* [原文]
+===+
ウィーンの街を闊歩した天才たちの息吹。
10代のシューベルトは相変わらず移り気なのだろう、作品は第2楽章の途中で放棄されたという。
また、若きベートーヴェンの作品は、いまだ師ハイドンの影響下にありながら第4楽章アダージョの深みなどベートーヴェンらしい革新的な挑戦を見せるもの。
そして、晩年のモーツァルトの透明かつ純真な音楽は、一切の無駄なく人間業とは思えぬ崇高さ。
東京・ウィーン三重奏団のトッパンホール・ライヴを聴いた。
三者が見事に一体となる弦楽三重奏曲の妙。
ことにモーツァルトの変ホ長調ディヴェルティメントの素晴らしさ。かの三大交響曲の直後に生み出された神童唯一の弦楽三重奏曲は、極限まで切り詰められたアンサンブルに、美しくも深遠な旋律がいっぱいで、聴いていて泣きたくなるほど。特に、第2楽章アダージョにあるふくよかな愉悦、そして第4楽章アンダンテに感じる哀しい調べに死をも超越するモーツァルトを思う。
ディヴェルティメント・トッパン・ライヴ
・シューベルト:弦楽三重奏曲第1番変ロ長調D471
・ベートーヴェン:弦楽三重奏のためのセレナーデニ長調作品8
・モーツァルト:ディヴェルティメント変ホ長調K.563
・ヨハン・シュトラウスⅡ世&ヨーゼフ・シュトラウス:ピツィカート・ポルカ(ヴォルフガング・クロース編曲)
・ランナー:ウィーンのレントラー
東京・ウィーン三重奏団
大石智生(ヴァイオリン)
太田英里(ヴィオラ)
平野玲音(チェロ)(2015.7.18Live)
+===+
* [記録情報]
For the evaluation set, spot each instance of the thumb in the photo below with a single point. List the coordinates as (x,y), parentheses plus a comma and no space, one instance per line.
+===+
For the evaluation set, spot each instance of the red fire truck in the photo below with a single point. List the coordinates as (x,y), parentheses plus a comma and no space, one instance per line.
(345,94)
+===+
* [目的]
次の1.～3.の記述が原文と合っているかどうか、それぞれ「はい」か「いいえ」で答え、判断の決め手となる原文の語句をそのまま引用してください。
1. 10代のシューベルトの作品は、第2楽章の途中で放棄された。
2. モーツァルトの変ホ長調ディヴェルティメントは、三大交響曲の直前に作られた。
3. 若きベートーヴェンの作品は、師ハイドンの影響からすでに抜け出している。

* [最終結果]
1. はい。「作品は第2楽章の途中で放棄されたという」
2. いいえ。「かの三大交響曲の直後に生み出された」
3. いいえ。「いまだ師ハイドンの影響下にありながら」